**EXERCISE REQUIREMENTS:** Your job is to write out each record exactly, leaving none out.
***** INFORMATION PROVIDED
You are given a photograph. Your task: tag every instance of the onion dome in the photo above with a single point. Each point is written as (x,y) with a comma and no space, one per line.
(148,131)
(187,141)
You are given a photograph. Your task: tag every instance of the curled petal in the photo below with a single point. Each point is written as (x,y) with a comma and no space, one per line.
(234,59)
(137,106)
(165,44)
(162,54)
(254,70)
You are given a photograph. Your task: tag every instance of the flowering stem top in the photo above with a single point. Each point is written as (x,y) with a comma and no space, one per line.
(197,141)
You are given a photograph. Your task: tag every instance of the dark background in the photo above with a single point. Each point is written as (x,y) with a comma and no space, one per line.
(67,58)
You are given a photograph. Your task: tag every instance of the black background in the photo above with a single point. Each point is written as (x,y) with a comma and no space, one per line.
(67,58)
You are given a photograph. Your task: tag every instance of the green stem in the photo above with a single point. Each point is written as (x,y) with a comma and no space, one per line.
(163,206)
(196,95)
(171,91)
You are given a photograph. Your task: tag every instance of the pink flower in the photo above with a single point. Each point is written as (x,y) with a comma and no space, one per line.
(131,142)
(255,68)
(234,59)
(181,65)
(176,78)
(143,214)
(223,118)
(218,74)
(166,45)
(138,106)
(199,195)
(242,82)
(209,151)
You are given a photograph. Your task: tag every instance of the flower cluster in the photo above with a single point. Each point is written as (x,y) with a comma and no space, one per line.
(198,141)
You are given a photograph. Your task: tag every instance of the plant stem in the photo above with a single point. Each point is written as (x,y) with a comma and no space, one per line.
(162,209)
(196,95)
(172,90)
**********
**REPLY:**
You are given a photograph. Your task: tag every instance of the onion dome in the photo above with a single point. Each point is written as (x,y) with a comma and no space, one per line.
(148,131)
(187,141)
You are given a photograph. Your task: tag every instance of the curled petal in the photo below with a single point. Each point is written as (x,y) with a comma and no space, one per line.
(234,59)
(137,106)
(165,44)
(162,54)
(254,70)
You are given a photograph. Your task: tag every instance of the flowering stem top in the photo above with a single point. Each point is written as (x,y) with a comma and no space, one per line.
(197,141)
You are given a photograph. Your task: tag every instance of the dark background in the photo above with a single point. Each point is written as (x,y) with a comma and no space, one per line.
(67,58)
You are given a photograph. Your task: tag every instance of the black background in the photo above with a single point. Each point is written as (x,y) with a comma and no space, one per line.
(67,58)
You are given a photograph. Your task: tag every instance of the green stem in the photo above with a single point. Each point is written as (x,y) with a comma and no space, one per line.
(163,206)
(196,95)
(171,91)
You are given a photograph. Your task: tag every instance of the pink flower in the photo above with a single point. Each point is written as (x,y) with a comma and no space, one per line.
(131,142)
(255,68)
(234,59)
(181,65)
(176,78)
(143,214)
(223,118)
(218,74)
(166,45)
(138,106)
(199,195)
(242,82)
(209,151)
You are given a photograph. Your task: tag every instance of the flower cluster in the photo above with a single point. Each point is written as (x,y) with a comma and no space, one per line.
(198,141)
You are given a photograph. Your task: tag every instance of the plant stem in the photo above with a single point. Each point is written as (x,y) with a comma and no space, one per line.
(162,209)
(196,95)
(172,90)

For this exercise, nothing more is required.